=== Aangeleverde tekst ===

Fris voorjaar: 21 debutanten van deze lente

Met het begin van de lente in het vooruitzicht hebben wij 21 frisse debutanten geselecteerd die ons opvielen uit de aanbiedingsbrochures van de uitgevers. Een nieuw begin, dat zich ook kenmerkt in onderstaande debuten.

Tags

Debuut Boektips

Word ILFU Member en steun onze schrijvers en verhalen

Vertel me meer

Robin Kramer – Achtertuinen (Oevers, 4 februari)

'Als je maar lang genoeg wacht, verandert alles.' In 'Achtertuinen' schetst Robin Kramer een beeld van de tussen kind en volwassene in bewegende personages. Mensen zweven als planeten om elkaar heen, vriendschappen sluimeren als appelstroop. De hete, zware zomerdagen doen melancholisch aan. De verhalen sluiten naadloos op elkaar aan en lezen als een kluwen ontsnappende woorden, een lange zin waar je je ogen niet van weg kunt houden. Zelfdestructieve sluimeringen, het accepteren van iets wat niet meer is met daarbinnen verandering als vijand terwijl de hoofdpersoon meewarig terugkijkt op 'die schemerachtige jaren waarin we volwassenheid acteerden maar nog dronken als kwakkeljongen, kelen open, schreeuwend op straat en gelovend dat er iets was waartegen we ons verzetten.' Met 'Achtertuinen' schreef Kramer een kwetsbaar en ontroerend debuut dat de lezer dwingt te wonen in het hoofd van de verteller, waarin eenzaamheid nooit ver weg is.

Emma Laura Schouten – Nachtschade (Van Oorschot, 13 februari)

'Altijd zijn wij de vrouw die op bed ligt en wacht in dat stilleven. (…) Wij zeggen niets terwijl ons binnenste naar buiten wordt gekeerd.' De hoofdpersoon uit 'Nachtschade' wordt geteisterd door ernstige migraines. Ze leeft in tussenruimtes als uitslaapkamers, keert naar binnen, en verplaatst zich door de portalen die de ruimtes afscheiden onder begeleiding van Antaura, de oud-Griekse migrainedemon. Ze woont op plekken waar de aarde te ondiep is om wortels uit te zetten. Als houvast verzamelt ze de stemmen van vrouwen die haar voorgingen in de tussentijd, op zoek naar herkenning, soelaas, een teken. Dit leidt haar naar zeventiende-eeuwse filosofe Anne Finch, die zich niet door haar grillen laat vangen. Schoutens debuut verkent de tussenruimte tussen ziekte en gezondheid in een hallucinant inferno dat is opgebouwd uit heldere vignetten, scherpe observaties, verwondering en verwantschap met vrouwelijke denkers en schrijvers.

=== Opgesomde regels ===

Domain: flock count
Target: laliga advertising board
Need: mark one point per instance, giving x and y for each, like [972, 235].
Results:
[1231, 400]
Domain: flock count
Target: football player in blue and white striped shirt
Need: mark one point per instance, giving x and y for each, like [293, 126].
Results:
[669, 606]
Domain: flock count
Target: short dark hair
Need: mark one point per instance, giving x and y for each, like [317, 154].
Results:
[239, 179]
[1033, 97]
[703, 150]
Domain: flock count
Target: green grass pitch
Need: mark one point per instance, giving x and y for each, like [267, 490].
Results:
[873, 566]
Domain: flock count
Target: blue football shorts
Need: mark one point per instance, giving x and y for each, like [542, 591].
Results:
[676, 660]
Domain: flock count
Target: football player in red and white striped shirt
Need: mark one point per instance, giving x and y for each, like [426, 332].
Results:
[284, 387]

===

= Vragen en opdrachten =
1. Kun je de tekst over de voorjaarsdebutanten opnieuw weergeven, beginnend bij "Fris voorjaar: 21" en doorlopend tot en met "(Oevers, 4 februari)", en daarin "debutanten" verwisselen voor "nieuwkomers"?
2. Kun je de tekst over de voorjaarsdebutanten voortzetten vanaf het punt waar die ophoudt?
De regels spelen hierbij geen enkele rol.

= Uitgeschreven antwoorden =
1.
Fris voorjaar: 21 nieuwkomers van deze lente

Met het begin van de lente in het vooruitzicht hebben wij 21 frisse nieuwkomers geselecteerd die ons opvielen uit de aanbiedingsbrochures van de uitgevers. Een nieuw begin, dat zich ook kenmerkt in onderstaande debuten.

Tags

Debuut Boektips

Word ILFU Member en steun onze schrijvers en verhalen

Vertel me meer

Robin Kramer – Achtertuinen (Oevers, 4 februari)

2.
Mariska Kleinhoonte van Os – Tussen de mazen (Van Oorschot, 14 februari)

In 'Tussen de mazen' beschrijft Mariska Kleinhoonte van Os de intense leefwerelden van degenen die tussen de mazen van het net en de mazen van de wet vallen. Een broer die niet op maar ónder zijn bed ligt. Een begenadigd zakenman die in een ibis verandert. Een vrouw die midden in een rouwproces vriendschap sluit met de bewoner van een hospice. De tour guide die na een dag toeristen entertainen thuiskomt en zijn vrouw afsnauwt. Een eigenzinnige oude vrouw met een teckel die door zijn poten zakt. Een asielzoeker die helemaal de weg kwijtraakt. Kleinhoonte van Os schrijft in een heldere stijl, met oog voor detail en inlevingsvermogen – een debuut vol hartverscheurende verhalen die na het lezen nog lang resoneren.

Thorn de Vries – Schillen (De Geus, 25 februari)

Met 'Schillen' maakt Thorn de Vries diens literaire debuut, waarmee die zich op zeer persoonlijke wijze aan de wereld laat zien. In verhalende gedichten beschrijft die hoe de gelaagdheid van mensen, ruimtes, en tijd als schillen over elkaar heen dartelen, en samen verschillende identiteiten op verschillende plekken vormen en aannemen. De Vries schreef een ontdekkingstocht die die deelt met de lezer, met zinnen als 'als alles constant in verandering is, waarom staat onze identiteit dan vast?' Deze bundel is een uitnodiging tot het pellen van je eigen lagen en tot het vinden van vrede in de tussenruimten. De Vries schrijft direct, in klare taal; soms sterk ('Een nieuw narratief schrijven voor dat kind waar ik afstand van gedaan heb'), soms minder.

Annemieke Dannenberg – Kleine heilige dingen (Lebowski, 25 februari)

Geloof loopt als een rode draad door het leven en werk van schrijver en geestelijk verzorger Annemieke Dannenberg. Judith, de hoofdpersoon in haar debuutroman, zit in haar eindexamenjaar en heeft haar zinnen gezet op het conservatorium. Dannenburg noemde dit verhaal in een eerder interview onvermijdelijk. Telkens als ze iets anders ging schrijven kwam ze terug bij dit personage. 'Kleine heilige dingen' werpt een nieuwe blik op hoe het is om in een afgeschermde religieuze omgeving op te groeien en laat zien wat er kan gebeuren als je wereldbeeld totaal overhoop wordt gegooid.

Marlies Smeenge – De bananenlezers (Ambo Anthos, 11 maart)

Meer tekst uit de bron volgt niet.